Threat Management, Vulnerability Management

Researcher details Facebook CSRF flaw

A security researcher this week described a flaw that hackers could exploit to siphon Facebook users' personal information, without their knowledge, through the use of a rogue application.

Ronen Zilberman said that to be infected, a user must merely open a non-related website, ideally an online forum, where the attacker has seeded a malicious image tag link. If successful, the perpetrator could evade privacy settings and retrieve victims' full names, profile pictures and friend's lists.

He described the cross-site request forgery (CSRF) vulnerability -- which Facebook has since fixed -- Wednesday on his Quaji blog.

Much of the blame for the bug rests on a site feature known as "Automatic Authentication," Zilberman said. This component allows Facebook applications to receive personal information about a user when he or she visits the application's "canvas page."

But Zilberman found a way for the hacker to receive that same information without the user knowingly interacting with any application. He was able to embed an IMG tag on a third-party website. If a user visited the site, Facebook would believe the user was actually interacting with the application, and thus the attacker could receive the data.

"We need a way to trick Facebook into (thinking) the app page it is (clandestinely) accessing is a result of the user's interaction," he said. "It turns out that a simple redirect from one page to another in the same application fools Facebook because the second request originates from a Facebook URL (the first request).Therefore, the second request activates 'Automatic Authentication' and personal info is sent."

## STUDY QUESTIONS
- A) According to the article on the Facebook CSRF flaw, on what blog did Ronen Zilberman describe the vulnerability?
- B) From the article on the Facebook CSRF flaw, write out the passage that opens with the words containing "Researcher details Facebook" and closes with "a rogue application.".
- C) The article on the Facebook CSRF flaw says an attacker could retrieve certain kinds of personal information from victims. List every kind it names.

## PROVIDED RECORDS
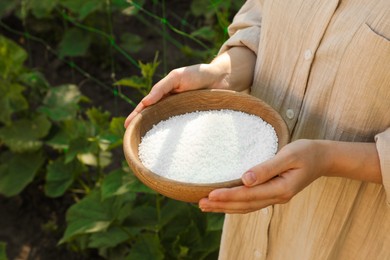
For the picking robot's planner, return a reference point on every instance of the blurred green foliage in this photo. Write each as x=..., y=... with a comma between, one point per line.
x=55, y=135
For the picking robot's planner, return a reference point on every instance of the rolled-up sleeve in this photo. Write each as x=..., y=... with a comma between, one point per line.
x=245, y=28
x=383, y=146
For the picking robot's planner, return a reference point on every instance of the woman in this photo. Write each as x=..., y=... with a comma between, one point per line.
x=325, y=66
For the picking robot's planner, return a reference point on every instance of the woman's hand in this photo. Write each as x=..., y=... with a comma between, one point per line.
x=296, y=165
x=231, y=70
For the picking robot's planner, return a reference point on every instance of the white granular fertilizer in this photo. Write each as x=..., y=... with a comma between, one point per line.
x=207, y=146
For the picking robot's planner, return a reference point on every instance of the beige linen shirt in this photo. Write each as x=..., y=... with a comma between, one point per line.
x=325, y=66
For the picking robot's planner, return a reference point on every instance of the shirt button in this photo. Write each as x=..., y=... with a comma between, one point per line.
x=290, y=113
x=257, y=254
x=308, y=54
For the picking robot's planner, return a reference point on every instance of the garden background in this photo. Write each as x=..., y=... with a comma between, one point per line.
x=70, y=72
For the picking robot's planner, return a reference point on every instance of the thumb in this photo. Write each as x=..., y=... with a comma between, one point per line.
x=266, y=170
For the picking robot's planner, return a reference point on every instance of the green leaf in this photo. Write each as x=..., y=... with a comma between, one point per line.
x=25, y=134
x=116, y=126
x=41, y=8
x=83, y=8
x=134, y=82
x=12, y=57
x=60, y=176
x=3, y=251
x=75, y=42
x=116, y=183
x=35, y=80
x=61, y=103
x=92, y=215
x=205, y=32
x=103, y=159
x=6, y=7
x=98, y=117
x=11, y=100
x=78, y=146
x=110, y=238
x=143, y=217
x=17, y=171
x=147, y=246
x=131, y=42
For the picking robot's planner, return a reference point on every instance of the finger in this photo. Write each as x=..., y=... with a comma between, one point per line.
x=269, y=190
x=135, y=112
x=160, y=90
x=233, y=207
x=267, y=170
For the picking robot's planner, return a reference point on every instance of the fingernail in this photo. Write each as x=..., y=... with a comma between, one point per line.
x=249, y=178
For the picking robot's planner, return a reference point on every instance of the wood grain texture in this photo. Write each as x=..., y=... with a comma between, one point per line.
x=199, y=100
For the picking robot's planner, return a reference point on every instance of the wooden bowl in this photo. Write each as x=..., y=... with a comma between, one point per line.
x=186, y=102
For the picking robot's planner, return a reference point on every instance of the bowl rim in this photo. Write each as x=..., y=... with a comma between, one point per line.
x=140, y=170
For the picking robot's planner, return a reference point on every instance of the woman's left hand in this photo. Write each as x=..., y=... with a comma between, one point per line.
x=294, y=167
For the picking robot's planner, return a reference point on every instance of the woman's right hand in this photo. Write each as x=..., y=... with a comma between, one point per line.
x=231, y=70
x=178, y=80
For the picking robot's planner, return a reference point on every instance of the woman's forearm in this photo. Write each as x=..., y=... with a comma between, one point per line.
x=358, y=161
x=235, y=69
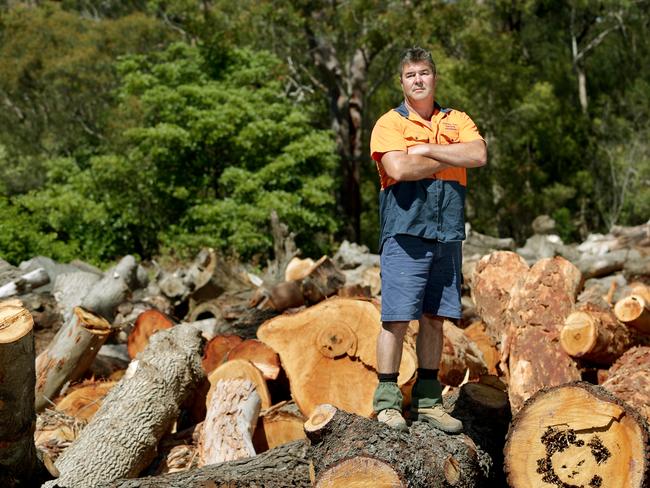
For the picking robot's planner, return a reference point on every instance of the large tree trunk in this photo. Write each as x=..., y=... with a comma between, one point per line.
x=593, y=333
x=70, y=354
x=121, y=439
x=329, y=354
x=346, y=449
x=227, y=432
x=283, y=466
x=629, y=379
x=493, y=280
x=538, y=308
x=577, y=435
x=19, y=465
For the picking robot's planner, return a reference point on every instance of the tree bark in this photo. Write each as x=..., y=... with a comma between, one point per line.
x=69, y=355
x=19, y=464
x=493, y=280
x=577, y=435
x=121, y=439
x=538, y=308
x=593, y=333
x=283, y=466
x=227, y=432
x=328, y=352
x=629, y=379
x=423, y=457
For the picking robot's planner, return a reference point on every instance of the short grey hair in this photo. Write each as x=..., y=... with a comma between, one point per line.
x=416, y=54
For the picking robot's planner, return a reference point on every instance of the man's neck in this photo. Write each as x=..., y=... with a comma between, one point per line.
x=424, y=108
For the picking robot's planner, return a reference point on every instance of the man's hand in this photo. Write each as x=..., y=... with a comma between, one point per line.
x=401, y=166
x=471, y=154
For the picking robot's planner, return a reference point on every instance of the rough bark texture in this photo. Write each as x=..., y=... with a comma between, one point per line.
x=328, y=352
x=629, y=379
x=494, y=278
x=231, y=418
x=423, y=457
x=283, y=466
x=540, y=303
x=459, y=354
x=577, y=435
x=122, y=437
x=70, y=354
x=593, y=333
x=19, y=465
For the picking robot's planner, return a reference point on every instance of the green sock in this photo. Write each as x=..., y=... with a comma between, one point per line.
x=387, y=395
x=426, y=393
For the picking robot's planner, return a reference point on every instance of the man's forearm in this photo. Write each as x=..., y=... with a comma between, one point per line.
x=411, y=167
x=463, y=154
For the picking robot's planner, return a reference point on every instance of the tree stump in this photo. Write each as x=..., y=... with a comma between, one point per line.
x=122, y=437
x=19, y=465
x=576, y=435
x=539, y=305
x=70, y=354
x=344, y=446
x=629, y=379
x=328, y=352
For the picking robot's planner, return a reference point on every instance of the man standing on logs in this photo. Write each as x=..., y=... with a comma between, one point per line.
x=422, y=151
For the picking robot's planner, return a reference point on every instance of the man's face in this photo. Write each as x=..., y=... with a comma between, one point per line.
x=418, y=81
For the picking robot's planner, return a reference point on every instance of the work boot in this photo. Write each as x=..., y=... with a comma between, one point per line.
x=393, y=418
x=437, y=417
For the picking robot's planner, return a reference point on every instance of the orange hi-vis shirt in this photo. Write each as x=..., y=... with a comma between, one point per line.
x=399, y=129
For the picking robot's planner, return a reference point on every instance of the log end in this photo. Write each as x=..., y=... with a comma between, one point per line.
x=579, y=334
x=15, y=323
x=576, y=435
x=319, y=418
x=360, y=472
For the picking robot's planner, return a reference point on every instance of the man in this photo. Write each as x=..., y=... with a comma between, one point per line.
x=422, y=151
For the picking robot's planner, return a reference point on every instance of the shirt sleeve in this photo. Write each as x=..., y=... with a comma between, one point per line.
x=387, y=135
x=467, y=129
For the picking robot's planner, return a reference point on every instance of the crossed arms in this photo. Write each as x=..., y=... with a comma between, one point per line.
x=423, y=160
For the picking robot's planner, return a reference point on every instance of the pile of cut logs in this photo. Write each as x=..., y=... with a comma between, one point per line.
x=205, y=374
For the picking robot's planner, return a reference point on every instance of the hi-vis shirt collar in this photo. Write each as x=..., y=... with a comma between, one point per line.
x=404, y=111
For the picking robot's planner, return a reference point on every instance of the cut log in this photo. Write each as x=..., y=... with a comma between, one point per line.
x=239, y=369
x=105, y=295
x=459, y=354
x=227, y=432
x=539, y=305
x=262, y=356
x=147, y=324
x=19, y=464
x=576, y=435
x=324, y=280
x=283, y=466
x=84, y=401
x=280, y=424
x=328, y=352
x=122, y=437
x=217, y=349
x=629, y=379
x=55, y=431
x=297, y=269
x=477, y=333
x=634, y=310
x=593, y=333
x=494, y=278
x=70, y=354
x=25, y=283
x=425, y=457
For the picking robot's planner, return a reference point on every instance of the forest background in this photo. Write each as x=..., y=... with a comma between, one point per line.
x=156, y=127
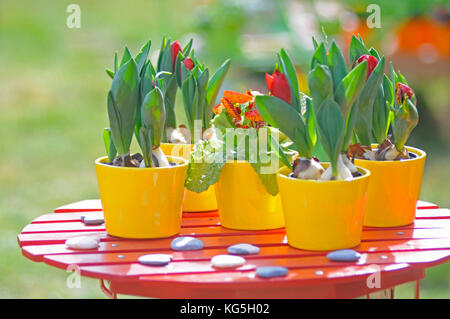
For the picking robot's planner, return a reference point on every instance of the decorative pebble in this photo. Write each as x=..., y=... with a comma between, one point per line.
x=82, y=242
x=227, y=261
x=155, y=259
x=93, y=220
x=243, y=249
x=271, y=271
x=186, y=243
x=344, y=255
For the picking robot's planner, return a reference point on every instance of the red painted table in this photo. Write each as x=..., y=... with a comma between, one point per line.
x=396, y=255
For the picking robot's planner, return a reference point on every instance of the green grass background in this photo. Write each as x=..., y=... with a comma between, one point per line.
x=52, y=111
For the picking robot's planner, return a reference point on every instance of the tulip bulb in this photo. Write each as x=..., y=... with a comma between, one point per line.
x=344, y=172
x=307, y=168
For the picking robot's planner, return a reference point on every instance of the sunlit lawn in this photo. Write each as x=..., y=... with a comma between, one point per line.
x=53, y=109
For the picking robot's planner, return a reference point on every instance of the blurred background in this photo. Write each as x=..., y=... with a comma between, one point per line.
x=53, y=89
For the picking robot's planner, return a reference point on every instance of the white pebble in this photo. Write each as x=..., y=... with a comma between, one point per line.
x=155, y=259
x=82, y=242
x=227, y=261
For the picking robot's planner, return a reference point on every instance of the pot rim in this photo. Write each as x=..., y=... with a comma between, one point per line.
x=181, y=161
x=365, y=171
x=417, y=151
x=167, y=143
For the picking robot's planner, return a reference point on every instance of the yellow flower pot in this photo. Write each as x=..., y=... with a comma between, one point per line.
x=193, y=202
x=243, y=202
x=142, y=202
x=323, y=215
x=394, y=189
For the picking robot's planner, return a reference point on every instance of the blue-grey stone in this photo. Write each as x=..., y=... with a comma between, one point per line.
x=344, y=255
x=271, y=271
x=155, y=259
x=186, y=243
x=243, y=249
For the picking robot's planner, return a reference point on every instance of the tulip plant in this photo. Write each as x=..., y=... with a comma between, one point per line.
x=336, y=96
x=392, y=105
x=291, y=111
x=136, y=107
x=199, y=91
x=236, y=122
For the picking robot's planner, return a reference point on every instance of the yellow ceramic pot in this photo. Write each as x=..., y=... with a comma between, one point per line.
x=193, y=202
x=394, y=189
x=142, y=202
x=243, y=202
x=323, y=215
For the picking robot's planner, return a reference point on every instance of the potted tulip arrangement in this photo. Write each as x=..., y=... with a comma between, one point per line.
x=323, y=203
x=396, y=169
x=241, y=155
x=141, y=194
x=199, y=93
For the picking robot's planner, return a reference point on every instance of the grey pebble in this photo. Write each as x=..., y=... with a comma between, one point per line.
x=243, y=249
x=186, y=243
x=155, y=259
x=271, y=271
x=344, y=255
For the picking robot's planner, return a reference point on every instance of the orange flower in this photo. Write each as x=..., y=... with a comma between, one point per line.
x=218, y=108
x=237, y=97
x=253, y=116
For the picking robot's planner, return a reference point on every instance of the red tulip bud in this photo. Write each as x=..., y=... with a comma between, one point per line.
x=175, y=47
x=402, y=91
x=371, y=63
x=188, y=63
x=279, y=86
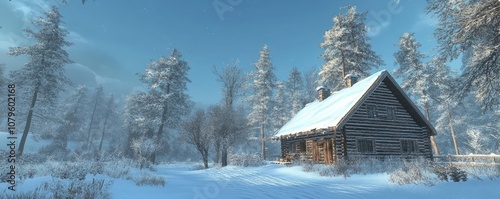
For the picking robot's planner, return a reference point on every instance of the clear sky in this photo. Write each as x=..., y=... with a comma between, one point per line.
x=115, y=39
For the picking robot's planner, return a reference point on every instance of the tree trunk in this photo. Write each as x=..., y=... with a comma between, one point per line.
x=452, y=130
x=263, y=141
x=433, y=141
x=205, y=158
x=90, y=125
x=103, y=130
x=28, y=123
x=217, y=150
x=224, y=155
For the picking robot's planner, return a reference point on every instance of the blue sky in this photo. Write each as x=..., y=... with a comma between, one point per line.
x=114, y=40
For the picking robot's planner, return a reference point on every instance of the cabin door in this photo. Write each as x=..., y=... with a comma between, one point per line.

## SET OF ANSWERS
- A) His Quaji blog.

- B)
Researcher details Facebook CSRF flaw

A security researcher this week described a flaw that hackers could exploit to siphon Facebook users' personal information, without their knowledge, through the use of a rogue application.

- C) Full names, profile pictures, and friend's lists.